## Information provided
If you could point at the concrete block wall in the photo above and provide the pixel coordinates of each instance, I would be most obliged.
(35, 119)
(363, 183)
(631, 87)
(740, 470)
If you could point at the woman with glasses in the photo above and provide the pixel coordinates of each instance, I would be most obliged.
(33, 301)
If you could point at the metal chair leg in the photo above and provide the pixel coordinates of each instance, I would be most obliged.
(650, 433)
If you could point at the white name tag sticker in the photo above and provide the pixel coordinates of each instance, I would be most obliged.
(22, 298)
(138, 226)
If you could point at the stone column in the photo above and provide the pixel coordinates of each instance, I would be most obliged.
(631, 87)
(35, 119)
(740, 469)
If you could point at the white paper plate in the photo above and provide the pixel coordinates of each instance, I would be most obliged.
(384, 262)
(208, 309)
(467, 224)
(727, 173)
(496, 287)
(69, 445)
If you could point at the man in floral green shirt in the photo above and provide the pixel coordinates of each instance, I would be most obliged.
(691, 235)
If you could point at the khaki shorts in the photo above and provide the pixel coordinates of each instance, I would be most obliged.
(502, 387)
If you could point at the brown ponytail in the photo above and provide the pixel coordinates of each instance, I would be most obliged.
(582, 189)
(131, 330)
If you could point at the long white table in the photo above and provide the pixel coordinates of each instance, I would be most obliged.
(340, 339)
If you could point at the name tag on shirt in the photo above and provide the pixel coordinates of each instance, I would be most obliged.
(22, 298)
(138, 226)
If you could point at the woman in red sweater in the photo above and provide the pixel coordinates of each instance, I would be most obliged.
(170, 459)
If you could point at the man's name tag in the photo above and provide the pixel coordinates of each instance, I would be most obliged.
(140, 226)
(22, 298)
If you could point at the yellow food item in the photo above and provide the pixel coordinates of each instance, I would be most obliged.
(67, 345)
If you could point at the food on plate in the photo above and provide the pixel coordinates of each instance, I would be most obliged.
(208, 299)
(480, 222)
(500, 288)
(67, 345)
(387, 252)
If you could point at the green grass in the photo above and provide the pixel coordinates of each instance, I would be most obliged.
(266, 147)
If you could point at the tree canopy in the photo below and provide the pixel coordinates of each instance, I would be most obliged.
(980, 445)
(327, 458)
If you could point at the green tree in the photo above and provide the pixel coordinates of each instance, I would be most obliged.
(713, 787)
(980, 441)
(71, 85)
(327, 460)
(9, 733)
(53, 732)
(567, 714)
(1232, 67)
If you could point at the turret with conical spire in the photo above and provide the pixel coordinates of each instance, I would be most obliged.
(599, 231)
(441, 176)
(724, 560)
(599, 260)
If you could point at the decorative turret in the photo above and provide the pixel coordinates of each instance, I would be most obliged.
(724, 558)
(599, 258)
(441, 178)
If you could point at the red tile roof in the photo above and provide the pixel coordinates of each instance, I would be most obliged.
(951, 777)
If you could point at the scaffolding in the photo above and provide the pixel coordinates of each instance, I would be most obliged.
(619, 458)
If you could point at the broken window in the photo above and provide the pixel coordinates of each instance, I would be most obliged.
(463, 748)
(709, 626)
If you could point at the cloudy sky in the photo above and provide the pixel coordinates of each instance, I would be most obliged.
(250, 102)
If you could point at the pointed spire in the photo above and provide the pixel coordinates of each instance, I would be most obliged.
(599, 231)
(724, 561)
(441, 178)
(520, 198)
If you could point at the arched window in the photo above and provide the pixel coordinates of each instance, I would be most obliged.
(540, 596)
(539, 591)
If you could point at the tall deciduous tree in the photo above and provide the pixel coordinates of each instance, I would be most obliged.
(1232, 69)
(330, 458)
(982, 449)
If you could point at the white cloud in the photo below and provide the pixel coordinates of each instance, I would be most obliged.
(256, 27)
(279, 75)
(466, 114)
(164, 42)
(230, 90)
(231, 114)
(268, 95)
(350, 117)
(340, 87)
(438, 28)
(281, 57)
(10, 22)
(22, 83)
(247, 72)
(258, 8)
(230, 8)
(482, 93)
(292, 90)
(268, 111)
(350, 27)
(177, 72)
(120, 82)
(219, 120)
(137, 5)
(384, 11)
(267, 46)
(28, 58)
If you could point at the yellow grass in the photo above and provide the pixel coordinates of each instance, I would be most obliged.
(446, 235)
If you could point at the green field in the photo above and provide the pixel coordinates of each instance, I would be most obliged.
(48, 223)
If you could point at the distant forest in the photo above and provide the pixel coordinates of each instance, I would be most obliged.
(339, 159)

## Your goal
Without leaving anything out, give the entries again exactly.

## Exercise output
If you could point at the concrete block wall in the photo above and provide the pixel coordinates of each instance, I would be most obliged.
(35, 119)
(363, 183)
(631, 87)
(740, 470)
If you could point at the woman with glasses in the photo above and provide the pixel coordinates of each instance, I would be most obliged.
(33, 301)
If you could point at the metal chair leg in the photo above and provide the pixel coordinates of each instance, I would be most obliged.
(650, 433)
If you could point at the white name tag sticker in the photo above and provide the pixel coordinates of each instance, I would be most obliged.
(22, 298)
(138, 226)
If you could point at the stone column in the photo above and provide the pixel coordinates of each instance, I would be most obliged.
(631, 87)
(35, 119)
(740, 469)
If you could point at the white paper plate in the photo above and provide the pixel coordinates of each instance, I would be most obliged.
(384, 262)
(208, 309)
(467, 224)
(727, 173)
(496, 287)
(69, 445)
If you could point at the man in floral green shirt in the photo above and provide the pixel coordinates of each instance, I would be most obliged.
(691, 235)
If you could point at the khaki shorts in the photo above and provide the pixel coordinates of each instance, I would be most obliged.
(502, 387)
If you could point at the brown ponytail in the photo above and provide the pixel coordinates of each instance, I would be most obliged.
(582, 189)
(131, 330)
If you could point at the long white table in the photo above and provide the pixel coordinates of each instance, I would be most obliged.
(340, 339)
If you could point at the name tag on shirt in the photo above and provide the pixel coordinates of each instance, I would be most obliged.
(22, 298)
(138, 226)
If you could point at the woman in red sweater in the photo above and provide the pixel coordinates of each instance, I would be most obliged.
(170, 459)
If you could point at the man's name tag in the photo above and provide the pixel coordinates of each instance, I would be most obliged.
(140, 226)
(22, 298)
If you could point at the yellow food item in the photo above and provide the pixel coordinates of each instance, I would be most obliged.
(67, 345)
If you could point at the food on plate in the photo above and provide the pixel coordinates of each instance, I would be most obliged.
(208, 299)
(480, 222)
(500, 288)
(67, 345)
(387, 252)
If you could point at the green grass in the photo above and provide the pixel coordinates of each instance, I would be most obliged.
(266, 147)
If you could point at the tree canopy in the photo below and provide the pixel coordinates of each instance, I would be most obliged.
(980, 445)
(327, 458)
If you could point at the green tree in the photo above and provide the pixel coordinates of each instance, I would be most obliged.
(713, 787)
(980, 441)
(71, 85)
(327, 460)
(9, 733)
(53, 732)
(567, 714)
(1232, 67)
If you could point at the turret with conical spire in the photo above and provide the pixel coordinates of each instance, I would be most obliged.
(599, 231)
(441, 176)
(724, 560)
(599, 260)
If you could point at the decorative turret in the photo above and provide the pixel coordinates of each instance, I would be most obliged.
(724, 558)
(599, 258)
(441, 178)
If you could point at the red tile roof in the photo above and provide the pixel coordinates of each instance, I would be most obliged.
(951, 777)
If you could point at the scaffolding in the photo above and provide the pixel coordinates of each instance, I would be most obliged.
(619, 458)
If you could point at the broken window in the photo above and provide the pixel coordinates of each instance, I would be most obliged.
(463, 748)
(709, 626)
If you could point at the cloudy sky in the photo above and provide the pixel coordinates of each instance, I would be most obliged.
(250, 102)
If you could point at the pointed spire in the photo above and provide the pixel coordinates of each instance, I would be most obliged.
(599, 231)
(724, 561)
(441, 178)
(520, 198)
If you could point at the arched window in the photo above and provide the pixel coordinates of each instance, I would be most obliged.
(540, 596)
(539, 591)
If you could point at the tall deciduous tree in the photo above and provide the pixel coordinates of each instance, I would be most obliged.
(1232, 69)
(330, 458)
(982, 449)
If you could point at the white cloud in the photo below and provide the pixel coordinates of each instance, I would be most obliged.
(256, 27)
(279, 75)
(466, 114)
(164, 42)
(230, 90)
(231, 114)
(268, 95)
(350, 117)
(340, 87)
(438, 28)
(281, 57)
(10, 22)
(22, 83)
(247, 72)
(258, 8)
(230, 8)
(482, 93)
(292, 90)
(268, 111)
(350, 27)
(177, 72)
(120, 82)
(219, 120)
(137, 5)
(384, 11)
(267, 46)
(28, 58)
If you could point at the yellow grass in the photo above and provide the pixel coordinates of each instance, I would be most obliged.
(446, 235)
If you could point at the green field in the photo above and provide the pixel coordinates of each instance, I would be most obliged.
(48, 223)
If you could point at the distant forest in the photo above and provide the pixel coordinates of each instance, I would be most obliged.
(339, 159)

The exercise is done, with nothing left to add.